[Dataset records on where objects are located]
::::::::
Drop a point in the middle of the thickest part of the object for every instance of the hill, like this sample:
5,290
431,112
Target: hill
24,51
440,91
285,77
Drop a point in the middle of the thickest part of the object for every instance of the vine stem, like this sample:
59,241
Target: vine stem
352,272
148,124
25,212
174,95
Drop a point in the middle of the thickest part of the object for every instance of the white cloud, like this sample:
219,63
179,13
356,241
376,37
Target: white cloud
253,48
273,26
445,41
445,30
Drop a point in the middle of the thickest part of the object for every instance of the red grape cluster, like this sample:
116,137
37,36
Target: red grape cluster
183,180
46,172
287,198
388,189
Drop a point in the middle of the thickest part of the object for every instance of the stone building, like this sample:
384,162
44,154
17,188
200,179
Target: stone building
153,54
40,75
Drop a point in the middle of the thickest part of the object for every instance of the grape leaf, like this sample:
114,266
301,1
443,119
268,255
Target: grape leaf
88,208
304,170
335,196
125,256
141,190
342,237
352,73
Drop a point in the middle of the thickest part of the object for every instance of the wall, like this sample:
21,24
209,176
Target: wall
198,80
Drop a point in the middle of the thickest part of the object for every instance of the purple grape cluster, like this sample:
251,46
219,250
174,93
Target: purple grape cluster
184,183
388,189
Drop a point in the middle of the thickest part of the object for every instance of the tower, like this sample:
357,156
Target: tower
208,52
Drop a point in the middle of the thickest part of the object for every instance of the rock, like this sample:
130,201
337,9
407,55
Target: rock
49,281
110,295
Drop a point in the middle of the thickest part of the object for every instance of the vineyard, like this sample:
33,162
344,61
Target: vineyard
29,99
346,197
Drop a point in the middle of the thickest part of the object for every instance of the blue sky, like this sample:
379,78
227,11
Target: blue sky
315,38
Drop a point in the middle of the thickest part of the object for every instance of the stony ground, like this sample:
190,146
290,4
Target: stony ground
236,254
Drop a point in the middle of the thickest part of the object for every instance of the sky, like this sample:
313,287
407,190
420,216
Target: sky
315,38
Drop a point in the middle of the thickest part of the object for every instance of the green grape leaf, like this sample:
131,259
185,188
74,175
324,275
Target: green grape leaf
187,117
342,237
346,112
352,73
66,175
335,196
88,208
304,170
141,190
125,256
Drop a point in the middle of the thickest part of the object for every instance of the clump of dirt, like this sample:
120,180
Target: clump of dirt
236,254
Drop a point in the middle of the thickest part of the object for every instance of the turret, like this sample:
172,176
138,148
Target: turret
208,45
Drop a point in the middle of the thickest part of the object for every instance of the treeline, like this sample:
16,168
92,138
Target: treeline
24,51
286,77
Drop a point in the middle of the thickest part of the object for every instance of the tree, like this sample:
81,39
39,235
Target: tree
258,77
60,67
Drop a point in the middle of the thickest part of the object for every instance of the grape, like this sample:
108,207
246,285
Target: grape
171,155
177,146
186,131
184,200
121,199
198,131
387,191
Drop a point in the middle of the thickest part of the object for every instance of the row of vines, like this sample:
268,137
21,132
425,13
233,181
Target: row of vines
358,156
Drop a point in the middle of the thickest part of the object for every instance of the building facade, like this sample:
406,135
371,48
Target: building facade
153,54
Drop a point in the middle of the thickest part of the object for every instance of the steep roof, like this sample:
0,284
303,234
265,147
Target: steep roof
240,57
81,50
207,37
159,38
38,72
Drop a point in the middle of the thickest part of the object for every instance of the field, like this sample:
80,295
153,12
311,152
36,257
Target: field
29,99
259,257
::::::::
#### [Stated exercise]
Lay out every one of the lines above as a numbered list, and leave out any blank lines.

#### [Problem solution]
1. Drop a point in the middle of the thickest part of the object for every instance of the hill, like this sample:
2. 5,290
3. 431,112
4. Target: hill
5. 24,51
6. 440,91
7. 285,77
8. Drop a point in the middle of the thickest part of the object for every instance of the vine stem, like this sample:
9. 59,241
10. Target: vine stem
11. 352,272
12. 148,124
13. 25,212
14. 174,95
15. Drop a point in the middle of the thickest part of the object for every instance of the white cloud, like this sample:
16. 219,63
17. 179,13
18. 356,241
19. 376,37
20. Target: white cloud
21. 253,48
22. 273,26
23. 445,41
24. 445,30
25. Drop a point in the middle of the thickest part of the object for every instance of the red grape cluster, like this sample:
26. 116,137
27. 37,36
28. Target: red grape cluster
29. 183,180
30. 46,172
31. 287,198
32. 388,189
33. Drop a point in the middle of the thickest part of the object for every instance of the stone building, like this sample:
34. 384,162
35. 44,154
36. 17,188
37. 200,179
38. Target: stone building
39. 153,54
40. 40,75
41. Drop a point in the middle of the thickest part of the object for every instance of the grape leaf, like this sample:
42. 114,266
43. 301,1
44. 443,119
45. 268,255
46. Target: grape leaf
47. 88,208
48. 304,170
49. 335,196
50. 125,256
51. 141,190
52. 342,237
53. 352,73
54. Drop a point in the middle of the thickest part of the object for every instance of the wall, like this sample:
55. 21,24
56. 209,176
57. Target: wall
58. 198,80
59. Drop a point in the middle of the thickest part of the object for every instance of the purple grape cluster, like this sample:
60. 251,46
61. 219,250
62. 174,93
63. Target: purple grape cluster
64. 184,183
65. 388,189
66. Drop a point in the middle of the thickest part of the object for every instance of the tower, like this sample:
67. 357,156
68. Target: tower
69. 208,52
70. Drop a point in the middle of the thickest part of the object for every instance of the rock, like this sample:
71. 130,201
72. 337,9
73. 407,55
74. Target: rock
75. 49,281
76. 110,295
77. Drop a point in the middle of the thickest part of the object for every instance of the vineyard, like this sample:
78. 33,162
79. 344,61
80. Target: vineyard
81. 29,99
82. 346,197
83. Drop a point in the middle of the thickest part of the object for every instance of the blue sky, like this sample:
84. 379,78
85. 227,11
86. Target: blue sky
87. 315,38
88. Drop a point in the middle of the thickest part of the object for every instance of the stony ground, like this sample:
89. 190,146
90. 290,4
91. Target: stony ground
92. 236,254
93. Drop a point in the middle of the thickest part of the object for every instance of the sky, like this sample:
94. 313,287
95. 407,190
96. 420,216
97. Target: sky
98. 315,38
99. Drop a point in the middle of the thickest part of the object for every instance of the green grape leaf, like this sample:
100. 131,259
101. 185,188
102. 74,175
103. 324,275
104. Target: green grape leaf
105. 187,117
106. 342,237
107. 346,112
108. 352,73
109. 66,175
110. 335,196
111. 88,208
112. 304,170
113. 141,190
114. 125,256
115. Drop a point in the middle of the thickest part of the object for every instance of the clump of dirt, like this sample:
116. 120,180
117. Target: clump of dirt
118. 236,254
119. Drop a point in the middle of the thickest part of the object for every instance of the turret, like this sample:
120. 172,176
121. 138,148
122. Target: turret
123. 208,45
124. Drop a point in the middle of the thickest part of the object for every instance of the treeline, like this sample:
125. 16,168
126. 92,138
127. Target: treeline
128. 24,51
129. 286,77
130. Drop a point in the middle of the thickest part of the object for every instance of the tree, like this sample:
131. 81,39
132. 39,235
133. Target: tree
134. 258,77
135. 60,67
136. Drop a point in the middle of the thickest part of the object for every instance of the grape, like this sample:
137. 108,207
138. 246,285
139. Target: grape
140. 171,155
141. 177,146
142. 186,131
143. 184,200
144. 121,199
145. 198,131
146. 387,191
147. Drop a point in the middle of the thickest part of the object for every instance of the row of vines, like this sample:
148. 268,137
149. 21,132
150. 425,13
151. 233,181
152. Target: row of vines
153. 358,156
154. Drop a point in the middle of the thickest part of the object for every instance of the building facade, like this sample:
155. 406,135
156. 371,48
157. Target: building facade
158. 153,54
159. Drop a point in the middle of the thickest part of the object for every instance of the steep roof, like this sample:
160. 0,284
161. 303,234
162. 265,147
163. Target: steep roof
164. 240,57
165. 81,50
166. 207,37
167. 159,38
168. 38,72
169. Drop a point in the middle of the thickest part of the object for every instance of the field, like this sample:
170. 80,295
171. 153,12
172. 311,152
173. 36,257
174. Target: field
175. 29,99
176. 259,257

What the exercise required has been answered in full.